◆ **WHAT YOU SHOULD DO**
Count the lines in the records below that contain the string "black", treating uppercase and lowercase as different, and reply with only that number.

--- DATASET EXTRACT ---

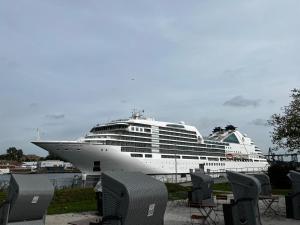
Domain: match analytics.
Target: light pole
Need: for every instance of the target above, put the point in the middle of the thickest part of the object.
(175, 164)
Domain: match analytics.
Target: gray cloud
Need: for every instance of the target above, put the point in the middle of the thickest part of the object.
(259, 122)
(55, 116)
(240, 101)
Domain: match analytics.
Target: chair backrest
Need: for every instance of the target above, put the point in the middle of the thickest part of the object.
(202, 186)
(294, 176)
(265, 184)
(134, 197)
(29, 197)
(246, 190)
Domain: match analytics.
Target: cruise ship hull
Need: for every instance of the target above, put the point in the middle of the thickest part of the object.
(85, 155)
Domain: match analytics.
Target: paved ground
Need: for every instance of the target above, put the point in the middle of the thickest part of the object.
(178, 214)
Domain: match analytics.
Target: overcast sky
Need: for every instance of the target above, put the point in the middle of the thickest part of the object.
(68, 65)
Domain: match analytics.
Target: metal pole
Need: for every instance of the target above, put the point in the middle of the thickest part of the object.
(175, 168)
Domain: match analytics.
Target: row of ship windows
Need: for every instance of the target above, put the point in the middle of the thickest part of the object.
(177, 134)
(132, 149)
(138, 144)
(214, 164)
(176, 147)
(125, 132)
(176, 130)
(160, 141)
(135, 155)
(178, 138)
(191, 144)
(140, 129)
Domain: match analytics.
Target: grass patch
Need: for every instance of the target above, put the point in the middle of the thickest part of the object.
(73, 200)
(84, 199)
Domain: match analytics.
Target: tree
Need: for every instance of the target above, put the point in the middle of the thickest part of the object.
(286, 132)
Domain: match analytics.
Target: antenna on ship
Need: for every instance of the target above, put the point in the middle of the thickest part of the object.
(137, 114)
(38, 134)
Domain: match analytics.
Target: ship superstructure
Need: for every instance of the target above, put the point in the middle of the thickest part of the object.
(155, 147)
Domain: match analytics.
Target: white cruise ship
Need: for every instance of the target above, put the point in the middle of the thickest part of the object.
(154, 147)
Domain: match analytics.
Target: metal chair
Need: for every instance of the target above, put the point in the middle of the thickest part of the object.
(132, 199)
(266, 197)
(243, 209)
(293, 199)
(201, 198)
(28, 199)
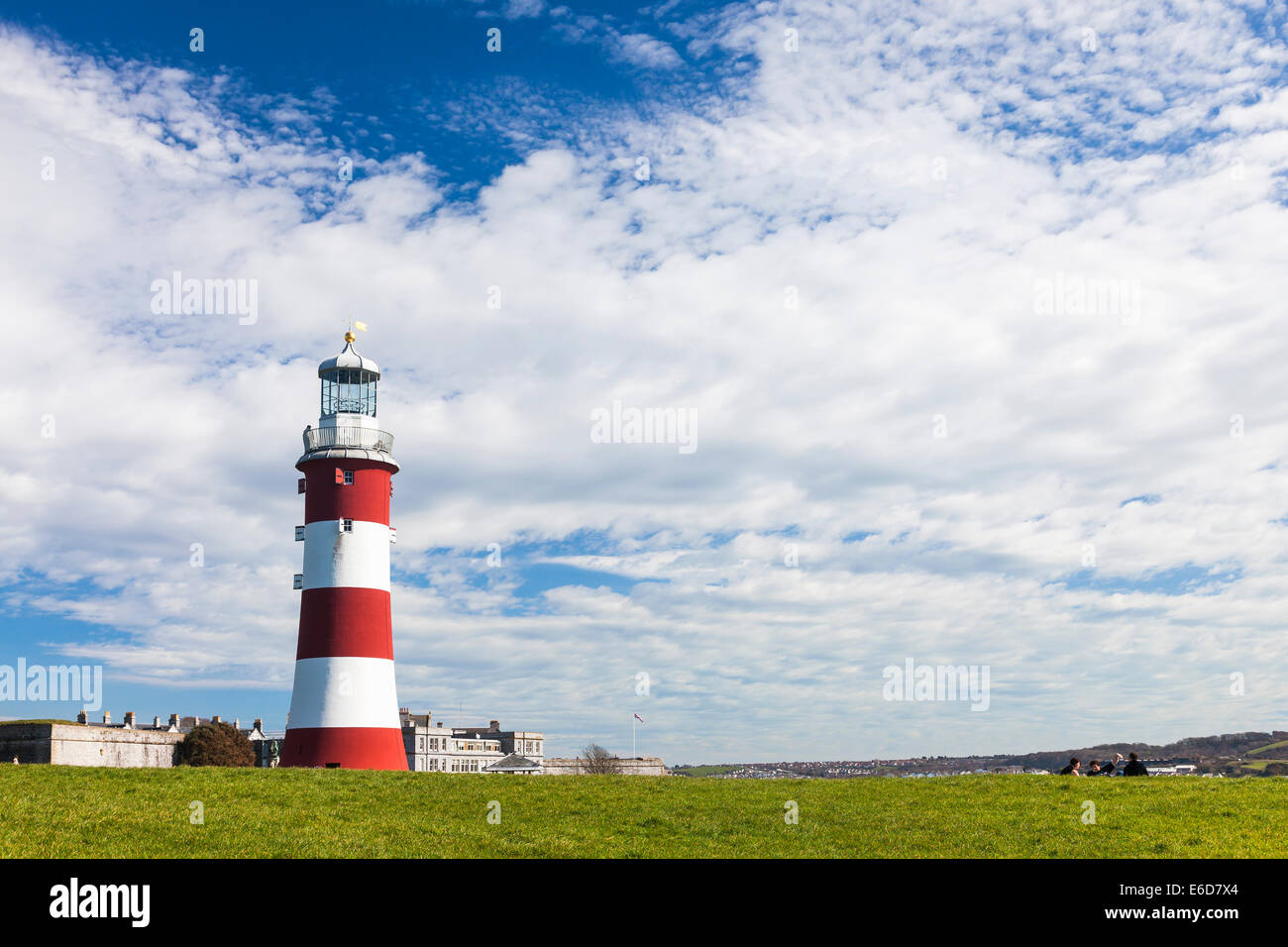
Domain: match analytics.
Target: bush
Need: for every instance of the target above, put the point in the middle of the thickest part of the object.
(217, 745)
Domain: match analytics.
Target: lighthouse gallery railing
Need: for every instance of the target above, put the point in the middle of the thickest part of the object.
(346, 436)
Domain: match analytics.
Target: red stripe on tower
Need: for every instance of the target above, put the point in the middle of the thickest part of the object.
(344, 706)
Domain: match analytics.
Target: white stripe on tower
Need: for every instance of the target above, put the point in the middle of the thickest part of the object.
(334, 558)
(344, 692)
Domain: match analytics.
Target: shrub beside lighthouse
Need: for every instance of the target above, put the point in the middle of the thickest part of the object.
(344, 709)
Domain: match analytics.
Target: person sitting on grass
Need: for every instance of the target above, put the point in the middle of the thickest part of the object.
(1134, 767)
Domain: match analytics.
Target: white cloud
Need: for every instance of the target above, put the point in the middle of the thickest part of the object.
(877, 174)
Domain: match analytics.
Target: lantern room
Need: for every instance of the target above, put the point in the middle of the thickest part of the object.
(348, 382)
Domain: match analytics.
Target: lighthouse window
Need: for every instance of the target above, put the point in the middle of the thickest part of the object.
(349, 390)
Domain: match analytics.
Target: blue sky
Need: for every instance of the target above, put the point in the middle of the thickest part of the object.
(822, 232)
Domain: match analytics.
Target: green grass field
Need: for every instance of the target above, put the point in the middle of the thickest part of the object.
(78, 812)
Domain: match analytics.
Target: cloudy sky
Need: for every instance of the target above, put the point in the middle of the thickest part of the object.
(975, 309)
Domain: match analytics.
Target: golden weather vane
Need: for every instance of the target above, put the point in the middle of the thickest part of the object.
(361, 326)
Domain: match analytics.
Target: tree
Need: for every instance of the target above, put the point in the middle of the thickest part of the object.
(597, 762)
(217, 745)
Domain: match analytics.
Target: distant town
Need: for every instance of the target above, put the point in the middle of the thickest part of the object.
(1227, 755)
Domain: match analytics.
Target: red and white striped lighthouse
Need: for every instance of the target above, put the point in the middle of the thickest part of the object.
(344, 709)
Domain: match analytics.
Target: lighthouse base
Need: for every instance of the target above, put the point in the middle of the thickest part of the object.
(346, 748)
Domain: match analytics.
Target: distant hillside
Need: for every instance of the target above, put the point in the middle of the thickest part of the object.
(1218, 750)
(1254, 753)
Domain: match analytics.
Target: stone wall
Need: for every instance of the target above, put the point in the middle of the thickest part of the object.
(85, 745)
(639, 766)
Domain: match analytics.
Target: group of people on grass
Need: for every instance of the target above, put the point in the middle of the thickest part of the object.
(1108, 768)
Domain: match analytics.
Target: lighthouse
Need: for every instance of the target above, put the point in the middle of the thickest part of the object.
(344, 709)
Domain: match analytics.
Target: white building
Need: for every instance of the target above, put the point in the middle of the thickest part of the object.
(437, 749)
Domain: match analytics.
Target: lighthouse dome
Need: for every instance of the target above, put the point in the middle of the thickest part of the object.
(349, 359)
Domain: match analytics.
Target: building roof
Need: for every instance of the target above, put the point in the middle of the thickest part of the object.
(511, 763)
(348, 359)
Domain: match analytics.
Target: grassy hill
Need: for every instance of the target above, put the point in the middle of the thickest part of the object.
(73, 812)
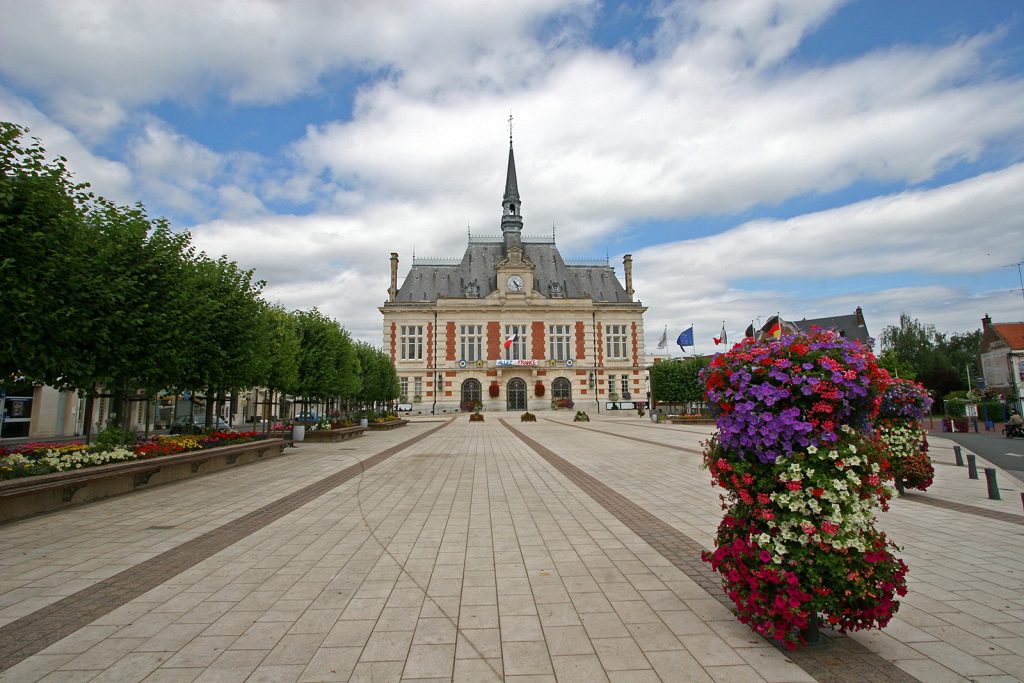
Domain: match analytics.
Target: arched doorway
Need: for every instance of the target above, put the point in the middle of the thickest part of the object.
(561, 390)
(470, 394)
(516, 394)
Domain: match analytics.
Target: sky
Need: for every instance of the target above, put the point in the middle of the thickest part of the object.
(755, 157)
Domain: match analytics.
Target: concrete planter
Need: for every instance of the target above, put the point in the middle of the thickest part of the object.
(692, 421)
(332, 435)
(382, 426)
(31, 496)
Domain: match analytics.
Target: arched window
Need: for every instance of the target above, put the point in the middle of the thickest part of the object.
(470, 394)
(561, 389)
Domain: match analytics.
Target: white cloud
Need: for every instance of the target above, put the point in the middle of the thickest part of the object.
(110, 178)
(259, 51)
(716, 120)
(956, 229)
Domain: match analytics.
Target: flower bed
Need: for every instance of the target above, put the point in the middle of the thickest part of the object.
(386, 422)
(27, 496)
(797, 456)
(36, 459)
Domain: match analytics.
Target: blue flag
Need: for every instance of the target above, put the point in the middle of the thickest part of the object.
(685, 337)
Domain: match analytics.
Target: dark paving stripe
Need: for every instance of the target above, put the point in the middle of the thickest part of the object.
(839, 658)
(963, 507)
(626, 436)
(29, 635)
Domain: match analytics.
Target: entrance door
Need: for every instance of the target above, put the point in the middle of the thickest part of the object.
(470, 394)
(516, 392)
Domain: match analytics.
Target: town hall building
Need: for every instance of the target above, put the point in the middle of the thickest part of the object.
(512, 326)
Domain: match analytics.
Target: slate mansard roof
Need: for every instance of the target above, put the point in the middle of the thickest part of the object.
(429, 280)
(851, 327)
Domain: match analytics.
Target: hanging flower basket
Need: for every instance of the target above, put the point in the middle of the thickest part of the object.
(797, 456)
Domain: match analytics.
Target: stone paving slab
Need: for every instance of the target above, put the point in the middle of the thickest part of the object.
(469, 556)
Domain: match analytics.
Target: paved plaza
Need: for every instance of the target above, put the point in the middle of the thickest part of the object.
(451, 550)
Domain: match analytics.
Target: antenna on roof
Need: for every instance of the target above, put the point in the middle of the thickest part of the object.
(1018, 264)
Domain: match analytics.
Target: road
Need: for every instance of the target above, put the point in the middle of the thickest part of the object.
(1001, 452)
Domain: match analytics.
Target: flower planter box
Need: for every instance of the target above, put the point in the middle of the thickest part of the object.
(30, 496)
(392, 424)
(691, 421)
(325, 435)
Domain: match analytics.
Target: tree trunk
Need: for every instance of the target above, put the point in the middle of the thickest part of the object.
(90, 399)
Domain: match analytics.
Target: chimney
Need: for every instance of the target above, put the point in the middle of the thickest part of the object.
(393, 291)
(628, 267)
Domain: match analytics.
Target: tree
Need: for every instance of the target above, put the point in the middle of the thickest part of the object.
(43, 255)
(678, 381)
(939, 363)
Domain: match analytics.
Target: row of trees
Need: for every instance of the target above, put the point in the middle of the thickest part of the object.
(94, 294)
(942, 363)
(678, 383)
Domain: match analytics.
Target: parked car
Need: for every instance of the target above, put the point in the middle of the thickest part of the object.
(194, 424)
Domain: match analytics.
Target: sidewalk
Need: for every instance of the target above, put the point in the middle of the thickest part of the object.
(489, 551)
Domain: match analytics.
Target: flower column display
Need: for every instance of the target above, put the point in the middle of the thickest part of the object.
(796, 456)
(901, 435)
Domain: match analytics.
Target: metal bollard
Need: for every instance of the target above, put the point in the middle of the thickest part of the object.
(993, 488)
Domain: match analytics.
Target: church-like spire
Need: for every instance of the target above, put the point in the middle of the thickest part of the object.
(511, 205)
(511, 184)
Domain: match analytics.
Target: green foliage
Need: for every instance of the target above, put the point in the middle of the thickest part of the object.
(112, 437)
(380, 380)
(678, 381)
(329, 365)
(938, 361)
(98, 294)
(896, 368)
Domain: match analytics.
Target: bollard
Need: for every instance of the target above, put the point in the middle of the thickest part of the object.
(993, 488)
(972, 466)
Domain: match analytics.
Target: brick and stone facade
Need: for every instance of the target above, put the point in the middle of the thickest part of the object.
(574, 324)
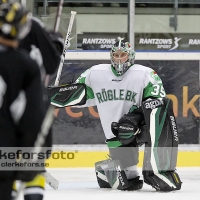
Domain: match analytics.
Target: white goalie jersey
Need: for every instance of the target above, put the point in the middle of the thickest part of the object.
(115, 95)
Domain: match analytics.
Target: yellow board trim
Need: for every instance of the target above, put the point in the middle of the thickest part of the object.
(88, 158)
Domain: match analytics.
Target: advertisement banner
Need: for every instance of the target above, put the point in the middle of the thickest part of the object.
(180, 80)
(143, 41)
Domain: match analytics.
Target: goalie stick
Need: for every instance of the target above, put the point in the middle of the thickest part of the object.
(48, 120)
(50, 180)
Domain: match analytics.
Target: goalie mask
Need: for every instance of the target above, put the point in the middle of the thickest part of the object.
(15, 21)
(122, 56)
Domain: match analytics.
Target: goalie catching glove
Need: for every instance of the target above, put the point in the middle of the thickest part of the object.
(128, 126)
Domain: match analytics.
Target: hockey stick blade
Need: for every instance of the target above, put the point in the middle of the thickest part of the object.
(68, 95)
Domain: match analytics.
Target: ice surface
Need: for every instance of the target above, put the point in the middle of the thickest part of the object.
(81, 184)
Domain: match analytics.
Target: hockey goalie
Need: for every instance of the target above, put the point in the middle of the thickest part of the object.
(134, 111)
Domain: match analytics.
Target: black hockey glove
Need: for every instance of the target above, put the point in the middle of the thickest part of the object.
(127, 128)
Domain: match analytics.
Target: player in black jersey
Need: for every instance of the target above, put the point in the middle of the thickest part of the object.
(22, 108)
(42, 47)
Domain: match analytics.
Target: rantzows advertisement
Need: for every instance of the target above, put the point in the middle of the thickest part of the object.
(180, 80)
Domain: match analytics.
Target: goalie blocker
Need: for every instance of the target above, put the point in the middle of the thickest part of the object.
(67, 95)
(154, 125)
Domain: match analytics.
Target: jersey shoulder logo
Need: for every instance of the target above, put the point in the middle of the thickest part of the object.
(155, 76)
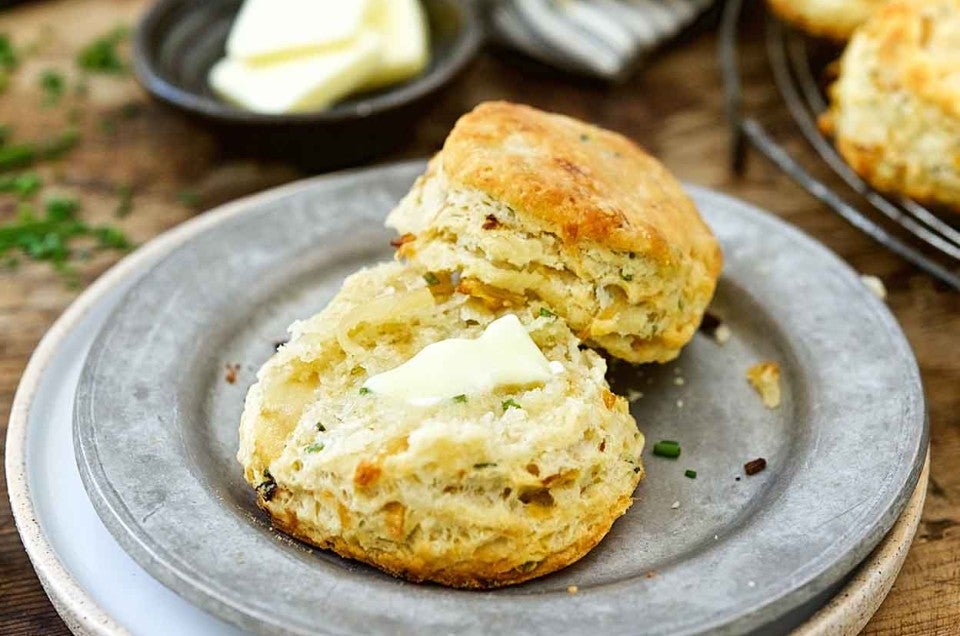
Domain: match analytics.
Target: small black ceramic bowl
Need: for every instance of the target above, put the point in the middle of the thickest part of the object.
(178, 41)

---

◆ **WRITTEN REPLY**
3